:: Goal of the exercise ::
Pick out every line in the rows below that contains the word "background" and copy each one.

:: Given information ::
-------
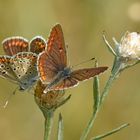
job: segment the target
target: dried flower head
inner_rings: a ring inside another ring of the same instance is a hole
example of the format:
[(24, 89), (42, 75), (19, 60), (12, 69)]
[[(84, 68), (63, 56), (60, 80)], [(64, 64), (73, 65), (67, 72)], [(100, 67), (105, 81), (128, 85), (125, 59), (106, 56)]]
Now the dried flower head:
[(118, 45), (118, 55), (127, 60), (140, 59), (140, 34), (126, 32)]
[(68, 98), (64, 98), (64, 91), (49, 91), (47, 94), (44, 94), (44, 89), (46, 88), (46, 85), (42, 84), (42, 82), (39, 80), (36, 89), (35, 89), (35, 101), (39, 105), (39, 107), (46, 108), (47, 110), (53, 109), (55, 110), (57, 107), (64, 104)]

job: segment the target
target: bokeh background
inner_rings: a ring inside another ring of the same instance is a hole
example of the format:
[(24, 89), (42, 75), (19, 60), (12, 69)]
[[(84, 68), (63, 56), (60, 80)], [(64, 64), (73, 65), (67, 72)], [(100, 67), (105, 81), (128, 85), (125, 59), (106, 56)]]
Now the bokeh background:
[[(51, 27), (60, 23), (63, 28), (70, 65), (96, 57), (99, 65), (111, 68), (113, 56), (102, 39), (119, 41), (127, 31), (140, 31), (139, 0), (0, 0), (0, 41), (10, 36), (31, 39), (42, 35), (47, 39)], [(4, 51), (2, 46), (0, 54)], [(92, 67), (93, 62), (80, 67)], [(102, 134), (123, 123), (131, 125), (106, 140), (140, 139), (140, 65), (124, 71), (111, 88), (94, 129), (88, 138)], [(110, 69), (100, 76), (103, 89)], [(0, 79), (0, 102), (12, 93), (16, 85)], [(58, 113), (64, 119), (65, 140), (78, 140), (92, 112), (92, 80), (69, 89), (71, 100), (54, 116), (52, 140), (56, 139)], [(1, 140), (42, 140), (44, 118), (31, 93), (17, 92), (6, 109), (0, 108)]]

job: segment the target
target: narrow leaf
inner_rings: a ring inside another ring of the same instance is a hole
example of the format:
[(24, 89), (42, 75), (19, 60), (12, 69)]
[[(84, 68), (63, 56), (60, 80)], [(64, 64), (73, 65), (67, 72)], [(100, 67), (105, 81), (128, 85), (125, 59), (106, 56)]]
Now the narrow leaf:
[(91, 138), (91, 140), (101, 140), (101, 139), (103, 139), (103, 138), (105, 138), (105, 137), (107, 137), (107, 136), (110, 136), (110, 135), (112, 135), (112, 134), (114, 134), (114, 133), (116, 133), (116, 132), (122, 130), (123, 128), (125, 128), (125, 127), (127, 127), (127, 126), (129, 126), (128, 123), (127, 123), (127, 124), (123, 124), (123, 125), (121, 125), (120, 127), (116, 128), (116, 129), (113, 129), (113, 130), (111, 130), (111, 131), (109, 131), (109, 132), (107, 132), (107, 133), (105, 133), (105, 134), (103, 134), (103, 135), (99, 135), (99, 136), (96, 136), (96, 137), (94, 137), (94, 138)]
[[(95, 61), (95, 67), (98, 67), (98, 62)], [(100, 89), (99, 89), (99, 77), (98, 75), (94, 77), (93, 81), (93, 98), (94, 98), (94, 111), (98, 109), (100, 104)]]
[(103, 40), (108, 48), (108, 50), (114, 55), (114, 56), (117, 56), (116, 52), (113, 50), (113, 48), (111, 47), (111, 45), (109, 44), (109, 42), (107, 41), (106, 37), (105, 37), (105, 34), (103, 32)]
[(63, 119), (62, 119), (62, 115), (60, 113), (59, 114), (59, 120), (58, 120), (57, 140), (63, 140), (63, 133), (64, 133)]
-------
:: Task solution ::
target: bokeh background
Now the bokeh background:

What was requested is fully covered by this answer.